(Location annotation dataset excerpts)
■ ■ ■

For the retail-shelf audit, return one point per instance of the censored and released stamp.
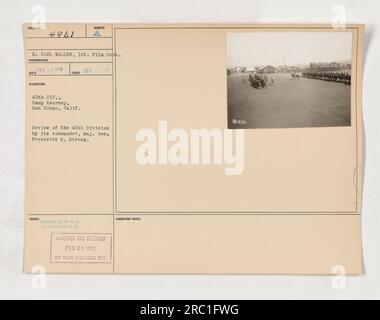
(87, 248)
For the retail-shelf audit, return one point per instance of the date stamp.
(85, 248)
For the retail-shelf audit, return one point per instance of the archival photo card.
(289, 79)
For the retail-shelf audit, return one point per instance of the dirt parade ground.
(287, 103)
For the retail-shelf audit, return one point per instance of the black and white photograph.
(289, 79)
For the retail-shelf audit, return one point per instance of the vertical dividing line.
(113, 151)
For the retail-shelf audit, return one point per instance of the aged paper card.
(223, 149)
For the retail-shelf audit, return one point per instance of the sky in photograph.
(251, 49)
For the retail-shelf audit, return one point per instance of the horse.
(295, 76)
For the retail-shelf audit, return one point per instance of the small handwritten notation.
(61, 34)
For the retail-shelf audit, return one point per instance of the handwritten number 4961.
(61, 34)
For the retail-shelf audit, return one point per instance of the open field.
(287, 103)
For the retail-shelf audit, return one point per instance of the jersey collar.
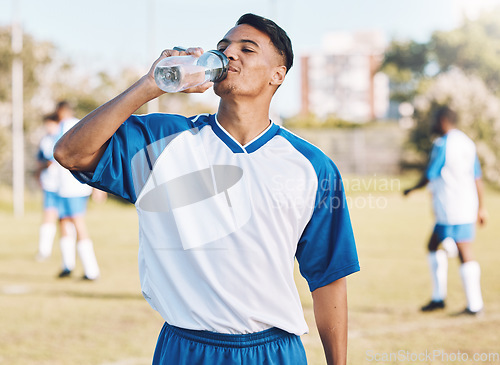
(234, 145)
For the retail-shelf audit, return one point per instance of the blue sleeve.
(477, 169)
(41, 157)
(131, 153)
(326, 251)
(437, 159)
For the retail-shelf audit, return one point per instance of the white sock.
(438, 264)
(46, 240)
(471, 280)
(450, 247)
(87, 256)
(68, 252)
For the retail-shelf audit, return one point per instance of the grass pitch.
(44, 320)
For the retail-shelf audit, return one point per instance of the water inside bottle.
(179, 77)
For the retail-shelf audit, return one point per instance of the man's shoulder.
(167, 124)
(315, 155)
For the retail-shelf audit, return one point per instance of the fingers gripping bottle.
(177, 73)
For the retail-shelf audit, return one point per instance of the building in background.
(342, 78)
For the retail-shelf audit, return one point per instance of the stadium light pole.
(153, 106)
(17, 114)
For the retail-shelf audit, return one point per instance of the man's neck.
(243, 122)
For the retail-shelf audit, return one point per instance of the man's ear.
(278, 75)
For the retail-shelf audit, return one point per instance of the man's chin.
(222, 89)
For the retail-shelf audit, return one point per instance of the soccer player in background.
(48, 176)
(73, 199)
(454, 176)
(226, 202)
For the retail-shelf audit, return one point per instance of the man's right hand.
(194, 51)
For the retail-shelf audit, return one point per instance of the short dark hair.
(278, 36)
(448, 113)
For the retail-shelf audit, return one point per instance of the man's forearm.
(82, 146)
(330, 311)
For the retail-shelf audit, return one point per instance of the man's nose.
(231, 53)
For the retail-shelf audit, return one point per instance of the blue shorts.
(459, 232)
(50, 200)
(70, 207)
(177, 346)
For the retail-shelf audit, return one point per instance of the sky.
(112, 34)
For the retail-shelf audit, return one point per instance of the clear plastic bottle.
(177, 73)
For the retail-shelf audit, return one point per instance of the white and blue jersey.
(452, 173)
(221, 224)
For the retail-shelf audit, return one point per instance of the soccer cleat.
(433, 305)
(86, 278)
(468, 312)
(64, 274)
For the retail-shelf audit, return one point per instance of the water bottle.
(177, 73)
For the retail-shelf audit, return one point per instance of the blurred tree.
(474, 47)
(405, 63)
(460, 68)
(36, 57)
(49, 78)
(478, 112)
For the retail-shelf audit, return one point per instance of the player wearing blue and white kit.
(48, 173)
(73, 198)
(454, 177)
(226, 202)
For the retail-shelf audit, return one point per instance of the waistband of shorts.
(230, 340)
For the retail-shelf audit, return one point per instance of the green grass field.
(44, 320)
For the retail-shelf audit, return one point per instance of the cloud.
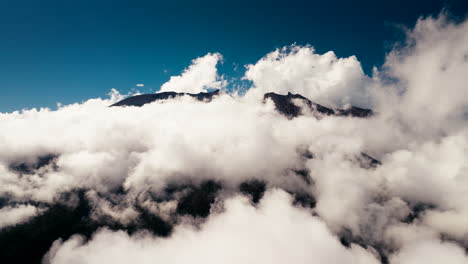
(323, 78)
(276, 232)
(13, 215)
(199, 76)
(175, 180)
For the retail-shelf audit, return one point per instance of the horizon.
(66, 53)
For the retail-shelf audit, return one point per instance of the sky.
(68, 51)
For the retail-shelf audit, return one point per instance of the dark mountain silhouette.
(283, 103)
(142, 99)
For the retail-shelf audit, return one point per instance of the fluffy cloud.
(198, 77)
(276, 232)
(12, 215)
(164, 159)
(323, 78)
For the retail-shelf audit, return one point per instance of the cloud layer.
(234, 180)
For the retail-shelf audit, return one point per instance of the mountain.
(283, 103)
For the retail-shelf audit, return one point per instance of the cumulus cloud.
(234, 179)
(12, 215)
(323, 78)
(276, 232)
(198, 77)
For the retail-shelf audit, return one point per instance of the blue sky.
(68, 51)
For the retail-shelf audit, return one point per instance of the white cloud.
(11, 215)
(275, 233)
(198, 77)
(419, 133)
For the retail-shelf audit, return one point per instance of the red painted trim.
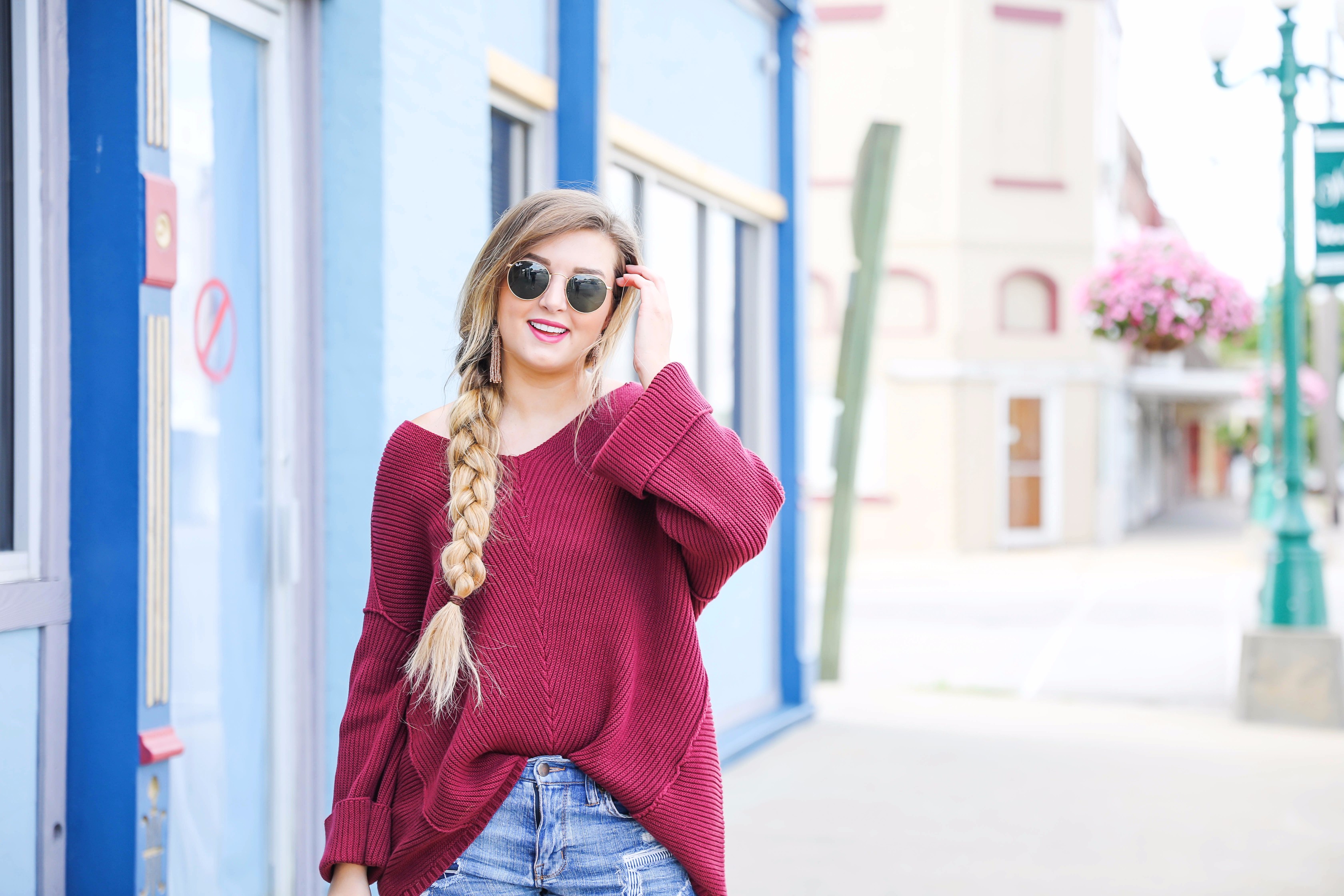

■ ■ ■

Only the lines from the one containing "of the cloud." through the last line of the data belong in the copy, both included and reproduced exactly. Pictures do not.

■ **Result**
For the retail-shelf audit, return one point per instance of the cloud.
(323, 78)
(276, 232)
(13, 215)
(199, 76)
(175, 180)
For the retail-shelf audit, return one point per instance of the horizon.
(66, 53)
For the retail-shelf audit, return one point per instance of the sky.
(68, 51)
For the retail-shelf audit, return one point per instance of the dark mountain silhouette.
(283, 103)
(142, 99)
For the retail-shelf audit, return one point per instance of the fluffy cloud.
(198, 77)
(276, 232)
(12, 215)
(164, 159)
(323, 78)
For the retail-shelf audit, return one point per instance of the cloud layer.
(234, 180)
For the retail-shelf audit, return one point per instance of the mountain.
(283, 103)
For the retail-shelf audit, return one point per instance of the cumulus cloud.
(234, 179)
(12, 215)
(323, 78)
(276, 232)
(198, 77)
For the retail-shelf audit, return one point per instance of the blue sky.
(68, 51)
For the retail-shelf audit, return one point per instance of the white cloud.
(11, 215)
(275, 233)
(198, 77)
(419, 133)
For the retail-shelf audit, return one point per instance of the red painted trim.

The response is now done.